• What is needed: Exact copy, pictures excluded: reproduce every record below.

(Data records)
"""

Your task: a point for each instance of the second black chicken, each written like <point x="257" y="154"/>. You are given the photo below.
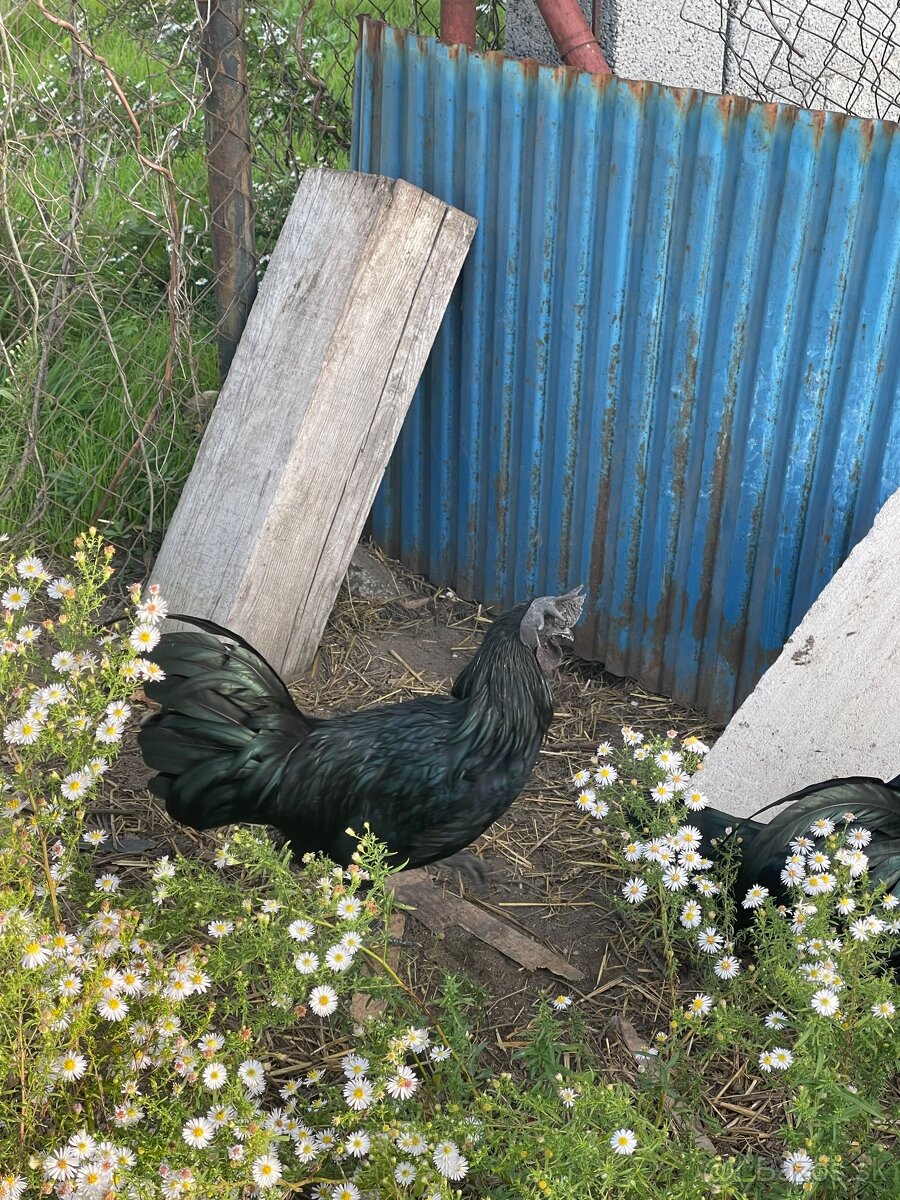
<point x="427" y="775"/>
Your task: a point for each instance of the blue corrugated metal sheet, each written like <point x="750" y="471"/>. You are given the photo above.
<point x="672" y="367"/>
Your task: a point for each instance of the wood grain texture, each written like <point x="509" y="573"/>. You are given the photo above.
<point x="311" y="411"/>
<point x="438" y="910"/>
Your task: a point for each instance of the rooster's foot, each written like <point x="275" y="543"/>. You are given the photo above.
<point x="471" y="867"/>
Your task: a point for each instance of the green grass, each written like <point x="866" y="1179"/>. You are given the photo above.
<point x="91" y="358"/>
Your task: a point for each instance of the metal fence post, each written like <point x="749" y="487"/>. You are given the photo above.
<point x="228" y="168"/>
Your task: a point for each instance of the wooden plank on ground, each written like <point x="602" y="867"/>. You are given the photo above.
<point x="438" y="910"/>
<point x="311" y="409"/>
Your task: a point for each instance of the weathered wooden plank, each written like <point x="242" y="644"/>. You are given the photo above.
<point x="311" y="409"/>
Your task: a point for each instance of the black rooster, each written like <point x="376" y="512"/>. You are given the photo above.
<point x="427" y="775"/>
<point x="763" y="847"/>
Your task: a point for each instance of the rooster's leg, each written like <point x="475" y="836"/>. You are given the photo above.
<point x="469" y="865"/>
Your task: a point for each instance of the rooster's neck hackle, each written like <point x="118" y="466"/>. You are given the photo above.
<point x="508" y="694"/>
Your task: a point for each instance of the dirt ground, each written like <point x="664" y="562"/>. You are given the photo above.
<point x="550" y="875"/>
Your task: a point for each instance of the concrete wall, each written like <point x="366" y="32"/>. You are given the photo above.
<point x="648" y="40"/>
<point x="837" y="54"/>
<point x="828" y="706"/>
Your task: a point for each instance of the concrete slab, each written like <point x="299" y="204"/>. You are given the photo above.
<point x="666" y="41"/>
<point x="829" y="706"/>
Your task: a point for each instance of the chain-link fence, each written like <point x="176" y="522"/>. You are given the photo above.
<point x="124" y="177"/>
<point x="837" y="54"/>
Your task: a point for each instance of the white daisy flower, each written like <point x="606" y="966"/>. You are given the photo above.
<point x="797" y="1167"/>
<point x="71" y="1066"/>
<point x="727" y="967"/>
<point x="706" y="886"/>
<point x="34" y="955"/>
<point x="755" y="897"/>
<point x="345" y="1192"/>
<point x="358" y="1144"/>
<point x="405" y="1174"/>
<point x="402" y="1085"/>
<point x="323" y="1001"/>
<point x="144" y="637"/>
<point x="700" y="1006"/>
<point x="15" y="599"/>
<point x="635" y="891"/>
<point x="113" y="1008"/>
<point x="252" y="1074"/>
<point x="215" y="1075"/>
<point x="449" y="1162"/>
<point x="826" y="1002"/>
<point x="265" y="1171"/>
<point x="58" y="588"/>
<point x="358" y="1093"/>
<point x="197" y="1132"/>
<point x="709" y="940"/>
<point x="623" y="1141"/>
<point x="691" y="915"/>
<point x="675" y="879"/>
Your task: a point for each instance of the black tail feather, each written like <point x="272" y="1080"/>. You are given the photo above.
<point x="225" y="731"/>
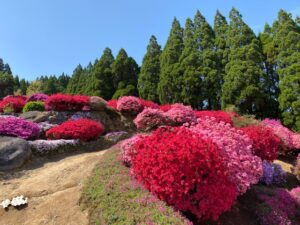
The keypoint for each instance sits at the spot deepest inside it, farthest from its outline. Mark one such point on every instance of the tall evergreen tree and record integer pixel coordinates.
(150, 70)
(102, 84)
(287, 42)
(208, 66)
(242, 86)
(170, 83)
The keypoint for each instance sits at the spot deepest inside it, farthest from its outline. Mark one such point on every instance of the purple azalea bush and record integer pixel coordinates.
(48, 146)
(37, 97)
(273, 174)
(18, 127)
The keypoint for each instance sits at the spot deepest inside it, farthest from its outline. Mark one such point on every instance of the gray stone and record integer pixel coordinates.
(36, 116)
(13, 152)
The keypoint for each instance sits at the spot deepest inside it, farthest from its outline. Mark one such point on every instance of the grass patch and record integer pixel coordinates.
(114, 198)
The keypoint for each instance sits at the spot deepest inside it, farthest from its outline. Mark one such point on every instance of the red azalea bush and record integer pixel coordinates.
(15, 103)
(218, 115)
(82, 129)
(129, 104)
(185, 170)
(266, 144)
(112, 103)
(64, 102)
(244, 168)
(150, 118)
(180, 114)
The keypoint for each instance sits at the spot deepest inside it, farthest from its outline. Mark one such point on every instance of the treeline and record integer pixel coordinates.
(208, 67)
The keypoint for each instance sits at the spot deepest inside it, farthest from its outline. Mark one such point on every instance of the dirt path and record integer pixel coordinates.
(53, 191)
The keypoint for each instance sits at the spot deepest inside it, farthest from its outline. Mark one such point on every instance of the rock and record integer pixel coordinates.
(36, 116)
(13, 152)
(97, 103)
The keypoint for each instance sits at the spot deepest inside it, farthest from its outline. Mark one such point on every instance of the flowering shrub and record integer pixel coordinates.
(48, 146)
(150, 118)
(64, 102)
(128, 149)
(266, 144)
(129, 104)
(149, 104)
(18, 127)
(282, 132)
(180, 114)
(218, 115)
(236, 148)
(277, 207)
(185, 170)
(296, 169)
(15, 103)
(37, 97)
(273, 174)
(34, 106)
(82, 129)
(112, 103)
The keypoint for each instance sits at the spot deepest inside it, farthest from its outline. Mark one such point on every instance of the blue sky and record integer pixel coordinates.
(53, 36)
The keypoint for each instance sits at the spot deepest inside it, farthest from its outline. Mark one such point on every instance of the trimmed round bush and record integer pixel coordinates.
(18, 127)
(34, 106)
(185, 170)
(82, 129)
(37, 97)
(266, 144)
(129, 104)
(218, 115)
(150, 118)
(64, 102)
(12, 104)
(244, 168)
(180, 114)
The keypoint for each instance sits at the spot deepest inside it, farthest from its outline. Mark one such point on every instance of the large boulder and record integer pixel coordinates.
(36, 116)
(97, 103)
(13, 152)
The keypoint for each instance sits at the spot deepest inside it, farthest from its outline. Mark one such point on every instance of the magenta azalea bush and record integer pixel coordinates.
(244, 168)
(150, 118)
(179, 114)
(37, 97)
(18, 127)
(129, 104)
(128, 149)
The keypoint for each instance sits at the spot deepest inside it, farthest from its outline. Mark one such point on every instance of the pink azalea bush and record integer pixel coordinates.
(244, 168)
(179, 114)
(150, 118)
(18, 127)
(129, 104)
(128, 149)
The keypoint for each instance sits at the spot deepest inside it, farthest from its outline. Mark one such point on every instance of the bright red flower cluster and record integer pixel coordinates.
(129, 104)
(82, 129)
(16, 103)
(266, 144)
(218, 115)
(64, 102)
(185, 170)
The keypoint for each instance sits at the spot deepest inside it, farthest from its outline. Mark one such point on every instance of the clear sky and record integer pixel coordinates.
(44, 37)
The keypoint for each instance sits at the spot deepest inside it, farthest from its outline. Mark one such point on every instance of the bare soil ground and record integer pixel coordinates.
(53, 187)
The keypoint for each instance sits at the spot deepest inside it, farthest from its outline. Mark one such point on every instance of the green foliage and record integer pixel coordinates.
(113, 198)
(150, 70)
(34, 106)
(170, 83)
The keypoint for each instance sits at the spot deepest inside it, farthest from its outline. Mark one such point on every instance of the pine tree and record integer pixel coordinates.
(150, 70)
(170, 83)
(125, 73)
(102, 84)
(287, 41)
(242, 86)
(208, 69)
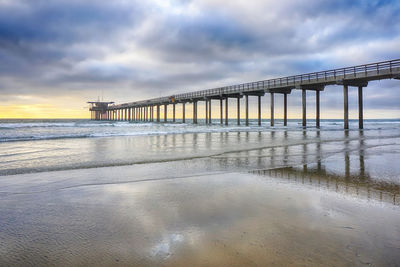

"""

• Reply:
Your task: a point for each instance of the second black chicken, each written like <point x="257" y="154"/>. You are given the photo below.
<point x="427" y="775"/>
Your task: a point for each instance of the blue corrugated metal sheet, each written like <point x="750" y="471"/>. You are given the photo above.
<point x="672" y="367"/>
Your task: a point for each instance of the wood grain texture, each written like <point x="509" y="573"/>. You are given the photo above.
<point x="311" y="411"/>
<point x="438" y="910"/>
Your task: a point for each instance of the rooster's foot, each written like <point x="275" y="543"/>. You are given the photo above.
<point x="471" y="867"/>
Your task: a point for each instance of the green grass, each written like <point x="866" y="1179"/>. You are given the photo above.
<point x="91" y="358"/>
Your task: a point for each instance of the metal fence post, each written like <point x="749" y="487"/>. You are given the photo above.
<point x="228" y="168"/>
Your task: a point for each instance of the wooden plank on ground, each written like <point x="602" y="867"/>. You are given the photo above.
<point x="438" y="910"/>
<point x="311" y="409"/>
Your task: a point for each instance of the weathered wooden plank, each written like <point x="242" y="644"/>. You are given the photo above.
<point x="311" y="409"/>
Your task: a point for each instance of the black rooster, each written like <point x="376" y="512"/>. You are given the photo above.
<point x="427" y="775"/>
<point x="763" y="847"/>
Your task: a point for each instance of the rooster's leg, each written like <point x="475" y="836"/>. You are given the photo above.
<point x="469" y="865"/>
Your task: a point for each instance of the rooster's neck hackle, each written like <point x="118" y="466"/>. You are given the photo above.
<point x="508" y="694"/>
Your task: a point for each instance of the dirt ground, each written like <point x="664" y="562"/>. You are given the photo above.
<point x="550" y="875"/>
Your task: a point for each instance of the concrete wall, each written like <point x="366" y="32"/>. You are given the photo above.
<point x="648" y="40"/>
<point x="837" y="54"/>
<point x="828" y="706"/>
Your task: a point for each instance of the concrete slab, each written like <point x="299" y="204"/>. You are given the photo above.
<point x="666" y="41"/>
<point x="829" y="706"/>
Your task: a point for each instance of the chain-link fence, each written like <point x="176" y="522"/>. You are given the photo above.
<point x="124" y="177"/>
<point x="837" y="54"/>
Your task: a point for each instance of the white daisy flower, each written like <point x="606" y="966"/>. You are given the photo above.
<point x="797" y="1167"/>
<point x="71" y="1066"/>
<point x="727" y="967"/>
<point x="706" y="886"/>
<point x="34" y="955"/>
<point x="755" y="897"/>
<point x="345" y="1192"/>
<point x="358" y="1144"/>
<point x="405" y="1174"/>
<point x="402" y="1085"/>
<point x="323" y="1001"/>
<point x="144" y="637"/>
<point x="700" y="1006"/>
<point x="15" y="599"/>
<point x="635" y="891"/>
<point x="113" y="1008"/>
<point x="252" y="1074"/>
<point x="215" y="1075"/>
<point x="449" y="1162"/>
<point x="826" y="1002"/>
<point x="265" y="1171"/>
<point x="58" y="588"/>
<point x="358" y="1093"/>
<point x="197" y="1132"/>
<point x="709" y="940"/>
<point x="623" y="1141"/>
<point x="691" y="915"/>
<point x="675" y="879"/>
Your task: a point for each instance of the black tail feather, each written like <point x="272" y="1080"/>. You are given the photo above.
<point x="225" y="731"/>
The keypoint for each instance sits at the spot deepest inside it, farthest from its outline. Mark one such point on every instance of the tall evergreen tree and record integer pixel coordinates.
(150, 70)
(102, 84)
(287, 42)
(208, 66)
(242, 86)
(170, 83)
The keypoint for each instance sits at the spot deepest inside it, farthest from its outline. Mark one such point on every instance of the purple azalea bush and record integer pixel coordinates.
(48, 146)
(37, 97)
(273, 174)
(18, 127)
The keypoint for each instance sits at the spot deepest inside it, farthest from its outline. Mark one such point on every instance of the gray stone and record integer pixel coordinates.
(36, 116)
(13, 152)
The keypoint for each instance sits at the spot deepest inside it, farthest from its outline. Mark one such point on every instance of the grass patch and record integer pixel coordinates.
(114, 198)
The keypoint for each instance sits at the spot deepest inside it, farthest from its outline. Mark one such point on every instance of the red azalea bush and record integer pixel coordinates.
(15, 103)
(218, 115)
(82, 129)
(129, 104)
(185, 170)
(266, 144)
(112, 103)
(64, 102)
(244, 168)
(150, 118)
(180, 114)
The keypoint for each instance sits at the spot deepest inside it, farthest from its outline. Mark one such point on every instance of the treeline and record integer pixel coordinates.
(208, 67)
The keypoint for each instance sits at the spot deepest inside it, farthest from its outline. Mark one such point on every instance of the dirt path and record integer pixel coordinates.
(53, 191)
The keypoint for each instance sits at the spot deepest inside it, farthest from its outline. Mark one such point on every instance of the rock and record integer pixel coordinates.
(36, 116)
(13, 152)
(97, 103)
The keypoint for each instance sits at the spot deepest inside it, farthest from its outline. Mark one such point on every instance of the flowering shrub and record integer pixel coordinates.
(48, 146)
(150, 118)
(64, 102)
(128, 149)
(266, 144)
(129, 104)
(149, 104)
(18, 127)
(282, 132)
(180, 114)
(218, 115)
(236, 148)
(277, 207)
(185, 170)
(296, 169)
(15, 103)
(37, 97)
(273, 174)
(34, 106)
(82, 129)
(112, 103)
The keypoint for each instance sits at the spot deepest inside it, farthest from its outline. Mark one such point on every instance of the blue sky and record integer pixel coordinates.
(53, 36)
The keypoint for each instance sits at the spot deepest inside it, farthest from its outline. Mark one such point on every instance of the trimmed round bush and record integer pixel coordinates.
(18, 127)
(34, 106)
(185, 170)
(82, 129)
(37, 97)
(266, 144)
(129, 104)
(218, 115)
(150, 118)
(64, 102)
(12, 104)
(244, 168)
(180, 114)
The keypoint for each instance sits at the spot deepest inside it, farthest from its outline. Mark one such point on every instance of the large boulder and record integer pixel coordinates.
(36, 116)
(97, 103)
(13, 152)
The keypoint for each instance sits at the spot deepest inside it, farthest from its outline. Mark one such point on every instance of the magenta azalea bush and record integer pixel coordinates.
(244, 168)
(150, 118)
(179, 114)
(37, 97)
(18, 127)
(129, 104)
(128, 149)
The keypoint for each instance sits at the spot deepest inside it, farthest from its outline. Mark one such point on every instance of the pink azalea bush and record integer pixel coordinates.
(244, 168)
(179, 114)
(150, 118)
(18, 127)
(129, 104)
(128, 149)
The keypoint for each instance sits at the spot deepest inside it, farthest from its outline. Mark one such point on every instance of the bright red flower cluster and record integer pixel coordinates.
(129, 104)
(82, 129)
(16, 103)
(266, 144)
(218, 115)
(64, 102)
(185, 170)
The keypoint for each instance sits at the spot deepest inside it, farthest from its outline. Mark one such point on every instance of the clear sky and record integer pixel coordinates.
(44, 37)
The keypoint for each instance sits at the spot deepest inside it, farthest from its outline. Mark one such point on every instance of the bare soil ground and record integer pixel coordinates.
(53, 187)
The keypoint for each instance sits at the spot deepest inside it, farthest from its outline. Mark one such point on every instance of the green foliage and record integer pixel coordinates.
(113, 198)
(150, 70)
(34, 106)
(170, 83)
The keypoint for each instance sits at the spot deepest inside it, farthest from its outline. Mark one such point on every instance of the pine tree and record integer pixel coordinates.
(150, 70)
(170, 83)
(125, 73)
(102, 84)
(287, 41)
(242, 86)
(208, 69)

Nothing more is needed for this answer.